(Object pointing data rows)
● ● ● ● ● ● ●

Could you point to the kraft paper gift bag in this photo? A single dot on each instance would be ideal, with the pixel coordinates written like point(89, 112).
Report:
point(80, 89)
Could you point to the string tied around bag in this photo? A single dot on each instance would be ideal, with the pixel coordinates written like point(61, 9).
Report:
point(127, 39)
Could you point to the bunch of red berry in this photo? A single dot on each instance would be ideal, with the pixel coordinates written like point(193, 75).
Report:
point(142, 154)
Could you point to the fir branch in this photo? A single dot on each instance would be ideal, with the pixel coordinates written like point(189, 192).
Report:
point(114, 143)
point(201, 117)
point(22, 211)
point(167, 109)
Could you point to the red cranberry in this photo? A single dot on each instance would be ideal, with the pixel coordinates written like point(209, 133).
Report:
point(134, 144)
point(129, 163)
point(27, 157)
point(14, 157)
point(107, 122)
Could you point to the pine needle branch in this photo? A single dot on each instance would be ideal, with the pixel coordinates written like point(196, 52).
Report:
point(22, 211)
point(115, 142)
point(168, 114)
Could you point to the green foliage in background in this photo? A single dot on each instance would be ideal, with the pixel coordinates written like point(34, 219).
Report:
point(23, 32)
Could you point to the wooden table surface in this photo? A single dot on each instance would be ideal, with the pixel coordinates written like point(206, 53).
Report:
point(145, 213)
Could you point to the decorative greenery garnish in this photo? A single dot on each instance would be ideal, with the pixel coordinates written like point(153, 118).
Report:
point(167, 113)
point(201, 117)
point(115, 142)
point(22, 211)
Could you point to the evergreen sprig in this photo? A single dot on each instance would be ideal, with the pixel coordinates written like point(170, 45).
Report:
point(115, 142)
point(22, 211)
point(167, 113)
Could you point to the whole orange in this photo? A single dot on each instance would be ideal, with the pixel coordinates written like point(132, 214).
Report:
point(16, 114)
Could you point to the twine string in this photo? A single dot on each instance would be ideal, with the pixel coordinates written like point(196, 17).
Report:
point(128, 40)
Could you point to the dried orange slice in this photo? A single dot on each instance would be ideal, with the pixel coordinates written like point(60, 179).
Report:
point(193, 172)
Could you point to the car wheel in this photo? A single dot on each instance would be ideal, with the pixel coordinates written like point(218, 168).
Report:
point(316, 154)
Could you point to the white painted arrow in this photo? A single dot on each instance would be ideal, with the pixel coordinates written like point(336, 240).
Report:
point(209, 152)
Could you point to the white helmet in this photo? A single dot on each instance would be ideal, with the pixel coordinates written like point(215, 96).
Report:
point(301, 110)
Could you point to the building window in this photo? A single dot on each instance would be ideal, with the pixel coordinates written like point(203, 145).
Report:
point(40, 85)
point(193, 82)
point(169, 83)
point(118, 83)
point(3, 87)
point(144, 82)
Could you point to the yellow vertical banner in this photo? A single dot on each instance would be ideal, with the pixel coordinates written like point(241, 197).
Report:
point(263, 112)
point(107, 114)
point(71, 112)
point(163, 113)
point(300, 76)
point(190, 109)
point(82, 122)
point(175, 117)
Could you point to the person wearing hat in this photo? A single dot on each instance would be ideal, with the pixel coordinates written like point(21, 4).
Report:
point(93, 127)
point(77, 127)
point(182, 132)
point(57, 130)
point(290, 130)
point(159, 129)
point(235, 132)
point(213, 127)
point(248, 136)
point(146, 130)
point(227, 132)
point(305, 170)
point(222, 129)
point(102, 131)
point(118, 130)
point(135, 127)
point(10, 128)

● ● ● ● ● ● ●

* [Work required]
Please copy the lines of the data above word for word, beginning at the line that contains "Could you point to the bunch" and stopping after the line that contains "point(142, 154)".

* [Problem solution]
Could you point to the bunch of red berry in this photo? A single dot on each instance would be ideal, with the pixel coordinates written like point(193, 75).
Report:
point(142, 154)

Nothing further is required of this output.